> [Rows from an object pointing dataset]:
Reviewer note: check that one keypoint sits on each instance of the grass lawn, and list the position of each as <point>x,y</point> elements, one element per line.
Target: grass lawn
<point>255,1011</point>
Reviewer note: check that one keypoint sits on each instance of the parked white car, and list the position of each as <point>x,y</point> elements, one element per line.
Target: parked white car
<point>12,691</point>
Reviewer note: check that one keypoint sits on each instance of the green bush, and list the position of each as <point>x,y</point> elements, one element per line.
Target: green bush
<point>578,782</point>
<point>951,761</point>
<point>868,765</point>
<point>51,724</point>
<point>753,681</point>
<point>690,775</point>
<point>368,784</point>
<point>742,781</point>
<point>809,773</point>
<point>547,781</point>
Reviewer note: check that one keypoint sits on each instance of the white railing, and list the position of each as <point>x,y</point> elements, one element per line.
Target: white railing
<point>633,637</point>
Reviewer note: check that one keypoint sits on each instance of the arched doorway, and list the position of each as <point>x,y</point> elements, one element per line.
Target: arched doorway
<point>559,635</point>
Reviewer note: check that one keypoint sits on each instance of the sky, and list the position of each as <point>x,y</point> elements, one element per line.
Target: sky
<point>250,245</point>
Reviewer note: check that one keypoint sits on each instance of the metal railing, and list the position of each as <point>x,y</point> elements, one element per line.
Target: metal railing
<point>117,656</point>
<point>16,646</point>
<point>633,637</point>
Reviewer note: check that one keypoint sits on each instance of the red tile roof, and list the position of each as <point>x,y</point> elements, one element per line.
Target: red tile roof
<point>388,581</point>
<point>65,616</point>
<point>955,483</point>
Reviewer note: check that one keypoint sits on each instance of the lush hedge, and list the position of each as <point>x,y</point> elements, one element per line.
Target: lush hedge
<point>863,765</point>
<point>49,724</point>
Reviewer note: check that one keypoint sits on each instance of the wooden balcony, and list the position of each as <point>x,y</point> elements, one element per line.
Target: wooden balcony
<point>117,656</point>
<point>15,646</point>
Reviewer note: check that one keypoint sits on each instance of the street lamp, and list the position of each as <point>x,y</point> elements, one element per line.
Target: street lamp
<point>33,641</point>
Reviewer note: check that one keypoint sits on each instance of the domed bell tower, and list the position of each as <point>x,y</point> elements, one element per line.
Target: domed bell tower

> [WHAT IS NEEDED]:
Reproduce the records above, from the first line through the line containing "<point>12,691</point>", inclusive, without changing anything.

> [OUTPUT OF THE TASK]:
Reviewer note: check that one keypoint sits on each instance of the grass lawn, and list the position of each as <point>x,y</point> elements, one element per line.
Target: grass lawn
<point>255,1011</point>
Reviewer note: check that one keypoint sits on each instance of the parked white car, and list the position of each as <point>x,y</point> elements, one element per line.
Target: parked white car
<point>12,691</point>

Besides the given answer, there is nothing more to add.